_ЦИТИРУЕМЫЙ ТЕКСТ_
* * * * * * *
Мы с ним долго спорили. Я не убедила его, а он — меня. И дежурный решил от меня отделаться:
— Вот придет начальник часа через два, он этот вопрос решит.
В коридоре отделения сидела огромная очередь, а перегородка, за которой располагалось начальство, не доходила до потолка. Поэтому, когда я вернулась через два часа, все еще сидевшие в очереди люди встретили меня шепотом:
— Пришел начальник. Он ему рассказал про вас, а начальник в ответ: «Она совершенно права, знает, чего требует».
Так я получила московский паспорт, выданный на основании справки о реабилитации. А поскольку он выдавался уже вторым, то был совершенно чистым, без упоминания о заключении.
Потом начались хлопоты о пересмотре дела Даниила, надо же было добиваться его реабилитации. Жена Виктора Шкловского, Серафима Густавовна, посоветовала мне написать заявление о пересмотре дела сына Леонида Андреева и дать на подпись людям с именами. Она же составила текст этого заявления. Шкловский подписал его первым. За ним К. Чуковский, П. Антокольский, К. Федин, И. Новиков, Т. Хренников (с ним помог мне брат-музыкант). Подписала А. Яблочкина. Я пришла на заседание ВТО и показала ей заявление. Объяснить я ничего не могла: Яблочкина была глуха. Она расплакалась, сказала: «Бедный молодой человек!» — и подписала. «Молодому человеку» было уже пятьдесят. Подписал К. Симонов, сразу спросивший о самом главном: «А роман цел?»
* * * * * * *
_МАТЕРИАЛ_

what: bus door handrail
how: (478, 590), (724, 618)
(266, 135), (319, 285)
* * * * * * *
_ЗАДАНИЯ_
**A)** Почему московский паспорт в воспоминаниях о реабилитации оказался совершенно чистым? Ответьте в одном–трех предложениях.
**B)** Ответьте коротко по воспоминаниям о реабилитации, каждый ответ с новой строки:
(i) Кто составил текст заявления о пересмотре дела?
(ii) Сколько лет было «молодому человеку», которого пожалела Яблочкина?
(iii) О чем сразу спросил К. Симонов?
**C)** Продолжите воспоминания о реабилитации с того места, где они обрываются.

_ОТВЕТЫ_
**A)** Паспорт выдавался уже вторым. Поэтому в нем не было упоминания о заключении.

**B)**
(i) Серафима Густавовна, жена Виктора Шкловского.
(ii) Пятьдесят.
(iii) «А роман цел?»

**C)**
Когда я от него выходила, навстречу мне по коридору шел человек в рубашке, куртке и резиновых тапочках. В таком виде по Москве ходили только люди «оттуда». Он оказался журналистом, мы с ним на какое-то время подружились по причине полной несовместимости с «вольными». Нередко мы сидели вместе, разговаривали о лагере и вспоминали: «А забор? А каптерка? А КВЧ? А кино?..» Мы понимали друг друга с полуслова. Он столкнулся с тем же, что и все, вернувшиеся из заключения. Неправда, что эти десять лет в лагере полностью выхвачены из жизни, потеряны, украдены. Это были очень насыщенные, богатые годы, которые многое дали. Душевный опыт, полученный в лагере, ничем не заменить. Но трагедии, в которые вернулись люди из лагерей, неисчислимы.
Знала я двух подруг, русскую и литовку. Обе они, освободившись, поехали в Литву как две сестры. От русской я потом получила такое письмо: «Милая Аллочка, я дома на станции Дно. Я была в Литве с Леночкой. Я там не нужна никому». Родственники прибалтиек делали все, чтобы они поскорее забыли «проклятых русских». От Леночки из Литвы я тоже получила письмо: «Милая Аллочка! Я дома. Балы каждый день. Все приглашают в гости. Как мне тяжело, как мне трудно, как мне плохо!» И все письма были пронизаны такой тоской — не по лагерю, конечно, а по той нашей душевной близости.
На воле естественным образом стало разваливаться все, что в лагере казалось прочным. Все попали в разные семьи, в различные условия. За общим забором мы легко могли друг другу помогать. А освободившись, оказались кто на Дальнем Востоке, кто в Литве, кто на Украине, кто в Москве. И ни у кого не было ни денег, ни работы. В лагере было мало самоубийств, на воле — гораздо больше.
А те, кто ждал, помогал, жил мыслью о том, чтобы увидеться, с ума сходил от страха, встречали человека, у которого половина души осталась в лагере. Например, у меня кусок в горле застревал, я не могла смотреть на красивые платья, которые мне покупала мама, от души желавшая нарядить меня и накормить. В глазах у меня стояли те, у кого этого нет, кто поехал в полуразрушенную деревню, в Сибирь, потому что туда ссылали стариков родителей и там рос ребенок… Я все еще была в той жизни.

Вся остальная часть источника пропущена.